Thursday, May 29, 2008

Newton's Third: it's the law

Kevin Koch posts from his blog:

Being a former physics major has certain drawbacks. Oh, it’s a tremendous advantage in understanding how and why things move the way the do when I’m animating. But it makes it hard to enjoy some animation, when the most basic principles of physics are grotesquely violated. For example, why does the above look so wrong?

We intuitively know it’s wrong, and telling ourselves that Hancock is a super-powered dude doesn’t help much. Because even super heroes have to answer to Isaac Newton. Newton blew a lot of people’s minds by summing up much of the hows and whys of motion in three simple laws. And here’s his third law:

For every action there is an equal and opposite reaction.

Simple, huh? If I’m standing on the edge of a boat, and step towards the dock, the boat will go away from me as much as I go towards the dock. And if I’m not aware of this law, I end up all wet. If you’re sitting in a swivel chair, take that coffee mug off your desk, lift your feet off the ground, and throw the mug as hard as you can. Notice how you spin in the opposite direction from the throw? That’s Newton’s Third Law in action. Oh, and I hope you didn’t aim the mug at your officemate.

Written instruction: Set down, word for word, the part of the post on Newton's third law that opens with the words containing "Simple, huh? If" and closes with "at your officemate.".

Material supplied:
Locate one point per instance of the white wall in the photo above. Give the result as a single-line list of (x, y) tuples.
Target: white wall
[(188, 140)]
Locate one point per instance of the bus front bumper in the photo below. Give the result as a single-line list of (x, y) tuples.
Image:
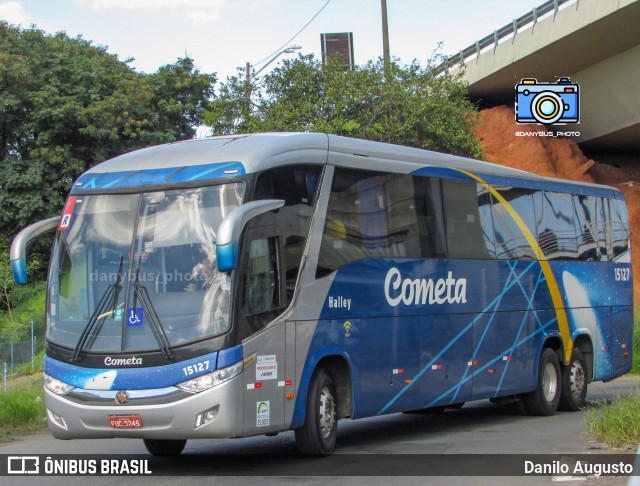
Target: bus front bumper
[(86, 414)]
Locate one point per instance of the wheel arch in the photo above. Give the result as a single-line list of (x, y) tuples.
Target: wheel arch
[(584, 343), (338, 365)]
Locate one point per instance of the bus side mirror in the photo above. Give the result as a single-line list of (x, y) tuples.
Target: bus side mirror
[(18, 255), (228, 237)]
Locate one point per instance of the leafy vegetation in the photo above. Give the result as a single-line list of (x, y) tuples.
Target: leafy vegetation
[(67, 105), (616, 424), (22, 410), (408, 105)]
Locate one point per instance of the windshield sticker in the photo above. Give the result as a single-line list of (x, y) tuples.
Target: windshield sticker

Response to this exercise:
Simple, huh? If I’m standing on the edge of a boat, and step towards the dock, the boat will go away from me as much as I go towards the dock. And if I’m not aware of this law, I end up all wet. If you’re sitting in a swivel chair, take that coffee mug off your desk, lift your feet off the ground, and throw the mug as hard as you can. Notice how you spin in the opposite direction from the throw? That’s Newton’s Third Law in action. Oh, and I hope you didn’t aim the mug at your officemate.